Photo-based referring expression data

══════════

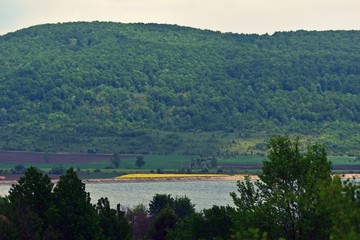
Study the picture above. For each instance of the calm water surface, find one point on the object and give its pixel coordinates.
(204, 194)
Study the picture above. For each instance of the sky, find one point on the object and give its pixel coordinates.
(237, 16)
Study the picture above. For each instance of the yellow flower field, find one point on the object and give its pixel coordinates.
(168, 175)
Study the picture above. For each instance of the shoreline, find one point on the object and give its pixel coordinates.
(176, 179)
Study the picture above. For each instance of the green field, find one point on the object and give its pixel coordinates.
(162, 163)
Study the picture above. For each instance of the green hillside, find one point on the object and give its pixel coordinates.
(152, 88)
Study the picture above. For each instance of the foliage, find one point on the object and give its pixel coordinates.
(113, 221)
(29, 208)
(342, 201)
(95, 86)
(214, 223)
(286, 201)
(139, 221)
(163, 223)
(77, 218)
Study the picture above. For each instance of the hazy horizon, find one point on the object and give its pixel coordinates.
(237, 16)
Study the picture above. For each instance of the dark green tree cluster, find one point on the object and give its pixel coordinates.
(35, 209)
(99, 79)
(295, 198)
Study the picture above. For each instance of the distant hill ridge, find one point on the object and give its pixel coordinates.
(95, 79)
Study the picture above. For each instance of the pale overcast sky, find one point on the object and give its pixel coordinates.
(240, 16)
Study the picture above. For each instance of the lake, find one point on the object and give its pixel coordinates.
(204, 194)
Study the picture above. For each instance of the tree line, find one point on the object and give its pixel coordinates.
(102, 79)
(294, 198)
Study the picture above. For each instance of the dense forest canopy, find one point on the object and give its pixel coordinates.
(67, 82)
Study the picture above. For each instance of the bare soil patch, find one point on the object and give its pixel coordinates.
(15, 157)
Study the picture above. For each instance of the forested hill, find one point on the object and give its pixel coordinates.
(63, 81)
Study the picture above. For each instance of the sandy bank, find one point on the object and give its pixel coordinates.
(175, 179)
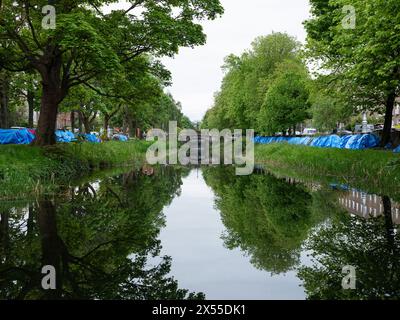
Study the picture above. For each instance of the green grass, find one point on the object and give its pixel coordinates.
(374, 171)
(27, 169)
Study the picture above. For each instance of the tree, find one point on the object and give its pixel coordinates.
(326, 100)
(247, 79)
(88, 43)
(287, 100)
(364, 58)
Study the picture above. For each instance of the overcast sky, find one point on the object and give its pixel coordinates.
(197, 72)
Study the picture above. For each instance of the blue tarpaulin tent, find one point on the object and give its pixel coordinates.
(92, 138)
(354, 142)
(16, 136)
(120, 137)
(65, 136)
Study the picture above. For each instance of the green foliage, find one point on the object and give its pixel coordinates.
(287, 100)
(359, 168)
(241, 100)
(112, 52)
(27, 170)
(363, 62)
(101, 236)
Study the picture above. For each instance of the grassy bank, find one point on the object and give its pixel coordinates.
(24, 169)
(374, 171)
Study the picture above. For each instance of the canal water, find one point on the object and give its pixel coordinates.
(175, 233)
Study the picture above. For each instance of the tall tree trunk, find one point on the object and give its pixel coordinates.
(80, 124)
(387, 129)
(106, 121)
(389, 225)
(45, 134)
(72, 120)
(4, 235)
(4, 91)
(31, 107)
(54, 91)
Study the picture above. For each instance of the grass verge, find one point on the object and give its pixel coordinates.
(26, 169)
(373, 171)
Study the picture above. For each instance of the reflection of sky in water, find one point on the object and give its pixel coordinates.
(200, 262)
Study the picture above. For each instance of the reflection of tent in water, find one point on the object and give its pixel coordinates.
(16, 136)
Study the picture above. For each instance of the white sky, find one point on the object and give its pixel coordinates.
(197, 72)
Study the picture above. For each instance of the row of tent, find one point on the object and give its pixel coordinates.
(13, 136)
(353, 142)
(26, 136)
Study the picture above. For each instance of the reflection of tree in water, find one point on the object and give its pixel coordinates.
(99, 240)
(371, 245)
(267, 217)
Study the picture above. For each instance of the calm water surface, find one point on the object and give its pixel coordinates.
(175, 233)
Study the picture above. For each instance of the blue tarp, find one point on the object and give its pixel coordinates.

══════════

▶ **Required work**: Reproduce every record above exactly, but leave out the pictures.

▶ **Result**:
Study the picture above. For each instance of the calm water surface, find one point on the object and give its pixel coordinates.
(204, 194)
Study the picture above. For each instance of the sky, find one point on the object and give its pixel coordinates.
(237, 16)
Study the picture above. For each instance of the yellow flower field, find one point on the object and give its pixel coordinates.
(168, 175)
Study the picture above. For each instance of the shoreline, find one point on the object and give its pixel coordinates.
(176, 179)
Study the picture above. For each instance of the green field, find one point on the object and give its pixel coordinates.
(162, 163)
Study the picture above. For each instance of the green hillside, find one point on the object and give its pixel coordinates.
(152, 88)
Study the picture above. For each instance of the foliage, find one point on the object and give its pixel coordinates.
(113, 221)
(29, 208)
(342, 201)
(95, 86)
(214, 223)
(286, 201)
(139, 221)
(163, 223)
(77, 218)
Study the picture above. For each instance of the hazy horizon, find one point on the object and give its pixel coordinates.
(237, 16)
Study the picture above. For each instance of the dark green tree cluster, find one point on the object and give its pixel coordinates.
(35, 209)
(99, 79)
(295, 198)
Study the picture above. For each instance of the distant hill ridge, find one point on the object and give its pixel coordinates.
(95, 79)
Study the picture above. For each instance of the pale overcast sky, find one point on the object and give its pixel coordinates.
(240, 16)
Study the picture above. For each instance of the lake, find one point on the object and give its pixel coordinates.
(204, 194)
Study the picture above. For each instance of the tree line, find one point on the object and give its pixel coordinates.
(102, 79)
(294, 198)
Study the picture above. For each instance of the dense forest canopy, find one point on the object and give its pixel coordinates.
(67, 82)
Study the picture above. For each instance of the bare soil patch, find one point on the object and give its pixel coordinates.
(15, 157)
Study the picture above. For each instance of the forested hill, find one point on the object and give its pixel coordinates.
(63, 81)
Study the picture above. For each instance of the sandy bank, find one point on the object and give its pixel coordinates.
(175, 179)
Study the picture above. For each instance of the green grass, find one point on the object and give its pixel coordinates.
(374, 171)
(27, 169)
Study the picture above. For each instance of the tree, find one point on the object and give its pixel coordinates.
(326, 100)
(247, 79)
(88, 43)
(287, 100)
(364, 58)
Study the picture above. For each instance of the overcast sky, find one point on the object and give its pixel coordinates.
(197, 72)
Study the picture above. For each instance of the blue tarpaulin tent, find one point on the object and give its pixel coordinates.
(92, 138)
(354, 142)
(16, 136)
(120, 137)
(65, 136)
Study the picture above. For each instance of the green foliage, find one point on the object and give its pixel coordinates.
(287, 100)
(359, 168)
(241, 100)
(112, 52)
(27, 170)
(363, 62)
(101, 236)
Study the picture above. For each instance of the grassy bank, find one point on the object and give its pixel coordinates.
(24, 169)
(374, 171)
Study the picture above. For each instance of the canal water, find one point on the object and give its pixel coordinates.
(175, 233)
Study the picture above. For each instance of the tall tree trunk, find one point on the object and give its pixel coordinates.
(80, 124)
(387, 129)
(106, 121)
(389, 225)
(45, 134)
(72, 120)
(4, 235)
(4, 91)
(31, 107)
(54, 91)
Study the picture above. For each instance of the grass verge, find one point on the object and give its pixel coordinates.
(26, 169)
(373, 171)
Study the picture above. For each instance of the reflection of sky in water, find one point on the object and give its pixel coordinates.
(200, 262)
Study the picture above. For each instance of the reflection of tent in water, find one point on the object and give its pixel coordinates.
(16, 136)
Study the picture above. For each instance of the white sky, find one point on the object and give its pixel coordinates.
(197, 72)
Study the picture above. For each instance of the row of tent, find one point on the object and give its pixel coordinates.
(13, 136)
(353, 142)
(26, 136)
Study the picture above. For each instance of the reflection of tree in water, find one point on the object and give its pixel coordinates.
(99, 240)
(371, 245)
(267, 217)
Study the picture above. For each instance of the calm water surface, find one point on the object and give its pixel coordinates.
(175, 233)
Study the picture above. For each instance of the blue tarp, find one point on the object and give its pixel coordinates.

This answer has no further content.